# Tour of California Plans



## thien (Feb 18, 2004)

With the ToC coming up next month, what are your viewing plans? Anyone making the trip down to SoCal to follow the entire race?

List some of your favorite stages and spots to view from...


----------



## CoLiKe20 (Jan 30, 2006)

work..work..work.. then see bike race on off day.


----------



## thien (Feb 18, 2004)

CoLiKe20 said:


> work..work..work.. then see bike race on off day.


What stage you gonna check out?


----------



## bari (Jan 31, 2007)

*ToC Santa Rosa*

I am going to Santa Rosa for the Feb 18 finish a few days ahead and do some riding around Forestville-Etc. Anyone familiar with the territory & what is a good ride there?


----------



## CoLiKe20 (Jan 30, 2006)

thien said:


> What stage you gonna check out?


I live in San Carlos so I will probably ride down to PA to check out the prologue. Parking that day is probably more horrible than it usually is in PA.


----------



## mike6108 (Jun 12, 2004)

I was thinking of riding up the west side of Mt. Hamilton (I've never done that climb) to cheer the boys on as they summit from the east side. Any thoughts on what time of the day they would close the road? Would hate to start the climb and then be told partway up that I can't reach the summit.


----------



## noavg55 (Jan 2, 2003)

i live in modesto so ill go see the start that day ,will try and get to pal alto but i think that might be to crazy with people.


----------



## ukiahb (Jan 26, 2003)

bari said:


> I am going to Santa Rosa for the Feb 18 finish a few days ahead and do some riding around Forestville-Etc. Anyone familiar with the territory & what is a good ride there?


LOTS of good riding, and FWIW there is a bike path from Forestville to downtown Santa Rosa

see http://go.northbay.pressdemocrat.com/clip/outdoors.cfm?activity=Cycling
for 40 rides in the area

and the local cycling club site is at srcc.com, many more rides shown with detailed directions and maps


----------



## frecciaceleste (Feb 4, 2005)

Restricted access to Mount Hamilton stage 

I have been an avid cyclist for nearly forty year's. I have always followed the pro ranks and longed for a truly great race such the Amgen Tour of California. 

So when the TOC was coming to my town (San Jose) a couple of years ago I was ecstatic, but at the same time I wondered why the tour didn't climb over Mt. Hamilton. A stage over that brute could certainly level the playing field among the racers. When I heard the announcement last year that in fact it was going too really, happen I was beside myself. 

Then I read a recent NCNCA blog that we the spectators would be restricted access, I said this cannot be. We will not be able to view the race up close on one of the great climbs in the bay area if not California. 

First and foremost, this is professional bike race and if they want to promote it and have it become a truly great race, they need to make it personal not some still shots and Helicopter views from afar. 

People need to see the race first hand. To be able to watch a race up close, as on Sierra rd. or other vantage points on the tour is what makes people bond to the sport and come back for more.


----------

Object pointing dataset rows:
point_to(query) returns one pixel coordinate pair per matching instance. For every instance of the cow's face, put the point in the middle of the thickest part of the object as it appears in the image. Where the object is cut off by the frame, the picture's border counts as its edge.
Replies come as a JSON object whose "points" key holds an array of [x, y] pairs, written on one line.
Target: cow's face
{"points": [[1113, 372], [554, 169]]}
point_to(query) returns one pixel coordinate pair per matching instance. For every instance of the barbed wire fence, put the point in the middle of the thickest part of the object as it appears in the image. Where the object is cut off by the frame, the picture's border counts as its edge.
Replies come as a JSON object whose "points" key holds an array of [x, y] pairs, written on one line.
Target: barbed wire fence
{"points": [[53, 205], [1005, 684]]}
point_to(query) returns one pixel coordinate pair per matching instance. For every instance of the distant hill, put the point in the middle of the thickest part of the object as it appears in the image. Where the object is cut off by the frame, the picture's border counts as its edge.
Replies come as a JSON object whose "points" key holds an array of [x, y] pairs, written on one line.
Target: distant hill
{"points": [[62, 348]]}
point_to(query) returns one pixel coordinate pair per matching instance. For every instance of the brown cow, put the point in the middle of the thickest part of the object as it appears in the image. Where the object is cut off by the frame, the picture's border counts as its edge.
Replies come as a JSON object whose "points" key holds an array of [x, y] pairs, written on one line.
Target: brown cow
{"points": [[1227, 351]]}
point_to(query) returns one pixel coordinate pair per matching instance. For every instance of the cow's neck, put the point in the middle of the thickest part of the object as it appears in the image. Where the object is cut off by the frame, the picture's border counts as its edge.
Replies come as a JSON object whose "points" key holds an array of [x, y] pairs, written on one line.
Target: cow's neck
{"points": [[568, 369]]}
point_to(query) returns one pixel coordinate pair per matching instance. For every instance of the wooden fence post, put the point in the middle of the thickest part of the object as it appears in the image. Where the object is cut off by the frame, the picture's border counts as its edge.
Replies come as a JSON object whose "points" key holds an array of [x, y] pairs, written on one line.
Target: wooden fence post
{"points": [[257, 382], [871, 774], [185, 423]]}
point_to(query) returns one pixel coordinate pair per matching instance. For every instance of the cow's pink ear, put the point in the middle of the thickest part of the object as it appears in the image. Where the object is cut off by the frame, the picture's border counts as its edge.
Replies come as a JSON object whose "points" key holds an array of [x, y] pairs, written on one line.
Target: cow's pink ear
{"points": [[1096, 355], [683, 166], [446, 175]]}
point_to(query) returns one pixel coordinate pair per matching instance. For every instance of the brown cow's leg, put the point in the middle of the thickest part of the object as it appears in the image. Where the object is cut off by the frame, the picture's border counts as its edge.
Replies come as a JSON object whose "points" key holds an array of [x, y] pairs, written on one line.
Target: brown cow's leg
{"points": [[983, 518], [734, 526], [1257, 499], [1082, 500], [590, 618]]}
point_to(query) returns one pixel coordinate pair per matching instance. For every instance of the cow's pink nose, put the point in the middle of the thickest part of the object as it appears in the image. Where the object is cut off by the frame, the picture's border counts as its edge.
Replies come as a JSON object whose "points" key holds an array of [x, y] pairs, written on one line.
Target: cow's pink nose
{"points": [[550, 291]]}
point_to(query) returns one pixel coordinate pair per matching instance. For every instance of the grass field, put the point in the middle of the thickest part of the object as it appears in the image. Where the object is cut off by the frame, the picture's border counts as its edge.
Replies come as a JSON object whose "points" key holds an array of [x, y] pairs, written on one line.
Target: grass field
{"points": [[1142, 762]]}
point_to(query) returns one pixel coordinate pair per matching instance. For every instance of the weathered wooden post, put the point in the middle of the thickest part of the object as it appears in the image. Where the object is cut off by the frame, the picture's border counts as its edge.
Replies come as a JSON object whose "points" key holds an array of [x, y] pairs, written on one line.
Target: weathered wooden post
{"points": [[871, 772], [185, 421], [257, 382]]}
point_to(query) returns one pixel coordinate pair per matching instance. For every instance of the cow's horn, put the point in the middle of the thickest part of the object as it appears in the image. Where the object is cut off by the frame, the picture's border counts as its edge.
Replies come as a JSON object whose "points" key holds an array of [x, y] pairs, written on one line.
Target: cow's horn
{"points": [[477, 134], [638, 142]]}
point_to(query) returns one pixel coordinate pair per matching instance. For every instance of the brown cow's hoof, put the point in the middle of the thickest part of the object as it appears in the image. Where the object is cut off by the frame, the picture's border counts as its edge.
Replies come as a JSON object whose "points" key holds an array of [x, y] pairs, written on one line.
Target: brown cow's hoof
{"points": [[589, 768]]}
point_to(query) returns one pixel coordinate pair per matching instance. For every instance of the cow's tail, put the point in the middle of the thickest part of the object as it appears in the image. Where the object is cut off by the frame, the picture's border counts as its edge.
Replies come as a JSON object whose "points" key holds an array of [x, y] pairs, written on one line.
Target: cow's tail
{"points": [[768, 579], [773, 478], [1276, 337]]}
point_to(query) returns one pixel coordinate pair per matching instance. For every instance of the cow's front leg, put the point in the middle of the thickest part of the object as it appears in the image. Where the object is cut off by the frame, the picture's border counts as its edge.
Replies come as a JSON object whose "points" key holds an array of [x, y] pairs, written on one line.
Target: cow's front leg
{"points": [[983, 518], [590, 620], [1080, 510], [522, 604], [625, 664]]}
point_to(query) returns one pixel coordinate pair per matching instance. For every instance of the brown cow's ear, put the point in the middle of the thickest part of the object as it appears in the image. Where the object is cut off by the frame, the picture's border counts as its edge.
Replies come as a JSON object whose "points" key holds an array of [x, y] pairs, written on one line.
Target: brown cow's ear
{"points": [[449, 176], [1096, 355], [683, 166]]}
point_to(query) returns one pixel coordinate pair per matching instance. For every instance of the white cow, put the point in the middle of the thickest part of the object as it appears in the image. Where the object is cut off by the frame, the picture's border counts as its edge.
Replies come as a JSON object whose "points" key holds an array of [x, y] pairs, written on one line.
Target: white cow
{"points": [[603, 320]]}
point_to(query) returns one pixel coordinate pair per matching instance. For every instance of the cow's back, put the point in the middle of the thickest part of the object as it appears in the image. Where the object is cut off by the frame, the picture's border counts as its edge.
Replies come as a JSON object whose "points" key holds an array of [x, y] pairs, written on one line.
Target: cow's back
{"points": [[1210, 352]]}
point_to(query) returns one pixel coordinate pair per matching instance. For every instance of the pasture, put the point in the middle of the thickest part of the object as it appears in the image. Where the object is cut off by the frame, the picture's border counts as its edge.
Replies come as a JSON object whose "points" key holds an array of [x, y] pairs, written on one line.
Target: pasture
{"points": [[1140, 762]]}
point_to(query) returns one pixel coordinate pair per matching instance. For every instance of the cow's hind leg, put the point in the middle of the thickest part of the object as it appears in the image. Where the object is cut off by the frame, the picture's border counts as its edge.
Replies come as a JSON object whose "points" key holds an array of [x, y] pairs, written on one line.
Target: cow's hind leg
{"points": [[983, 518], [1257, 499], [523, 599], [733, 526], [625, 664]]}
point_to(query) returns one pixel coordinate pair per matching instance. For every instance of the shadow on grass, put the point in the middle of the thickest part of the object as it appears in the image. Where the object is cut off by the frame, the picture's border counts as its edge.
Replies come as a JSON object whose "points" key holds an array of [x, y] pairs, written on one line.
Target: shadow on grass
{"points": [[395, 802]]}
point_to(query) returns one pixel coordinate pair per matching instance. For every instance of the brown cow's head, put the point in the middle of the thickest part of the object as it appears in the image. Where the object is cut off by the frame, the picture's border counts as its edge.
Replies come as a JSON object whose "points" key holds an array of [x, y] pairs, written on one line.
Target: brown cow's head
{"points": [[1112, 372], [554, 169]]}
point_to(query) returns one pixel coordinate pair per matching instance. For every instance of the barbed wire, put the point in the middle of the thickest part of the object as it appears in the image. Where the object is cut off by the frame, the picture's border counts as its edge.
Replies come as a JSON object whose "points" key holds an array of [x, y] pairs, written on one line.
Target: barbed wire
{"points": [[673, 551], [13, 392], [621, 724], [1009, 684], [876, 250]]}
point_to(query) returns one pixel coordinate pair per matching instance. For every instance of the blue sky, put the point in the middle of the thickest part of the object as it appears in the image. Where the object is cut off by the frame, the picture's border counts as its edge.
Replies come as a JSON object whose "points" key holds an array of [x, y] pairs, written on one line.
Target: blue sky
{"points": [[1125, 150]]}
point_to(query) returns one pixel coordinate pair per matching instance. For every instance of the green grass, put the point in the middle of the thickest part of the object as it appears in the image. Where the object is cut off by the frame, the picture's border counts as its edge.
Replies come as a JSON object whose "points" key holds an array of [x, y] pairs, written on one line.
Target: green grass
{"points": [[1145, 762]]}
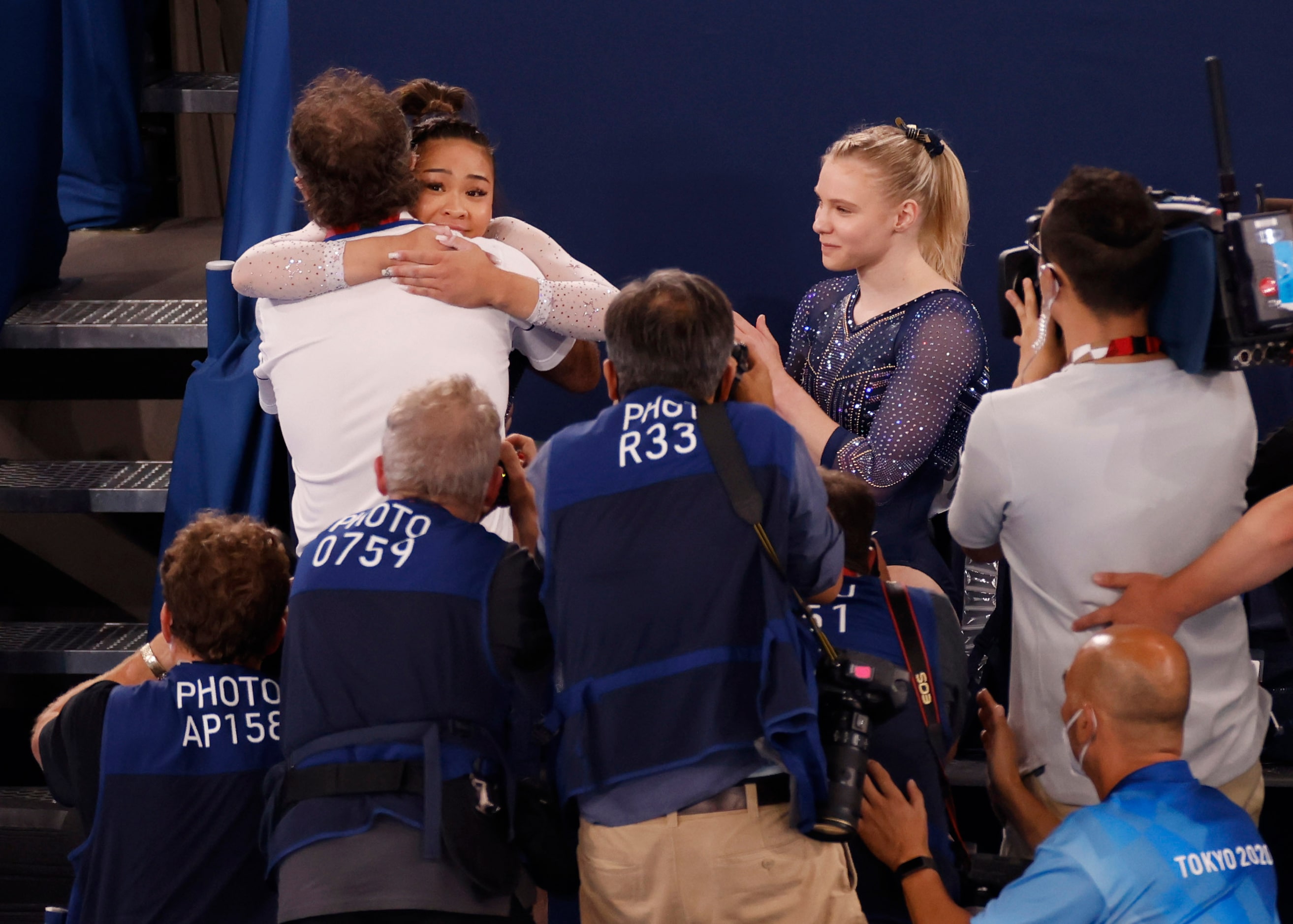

### Written tasks
A - Copy the portion of the Tour of California thread from "First and foremost, this" up to and including "back for more.".
B - Shift the records from the line with "of the blue" up to and including the last line of the records by adding -82 to every coordinate in the answers, and write out only those lines, requests included. Leave the pictures out of your answer.

### Responses by task
A -
First and foremost, this is professional bike race and if they want to promote it and have it become a truly great race, they need to make it personal not some still shots and Helicopter views from afar. 

People need to see the race first hand. To be able to watch a race up close, as on Sierra rd. or other vantage points on the tour is what makes people bond to the sport and come back for more.

B -
point_to(query) returns one pixel coordinate pair per matching instance. For every instance of the blue sky, put the point in the middle of the thickest part of the object as it appears in the image. Where the object is cut off by the frame, the picture's border counts as its edge.
Replies come as a JSON object whose "points" key holds an array of [x, y] pairs, written on one line.
Target: blue sky
{"points": [[1043, 68]]}
point_to(query) returns one pixel coordinate pair per matching instance. For every instance of the green grass, put the point in the middle of the thickest part of the object as it appears in the image. Where the object is cut off by the frame, the picture's border counts as its edge.
Replies come as a JSON object whose "points" key holds an array of [x, y] pairs, written on one line.
Target: green grass
{"points": [[1063, 680]]}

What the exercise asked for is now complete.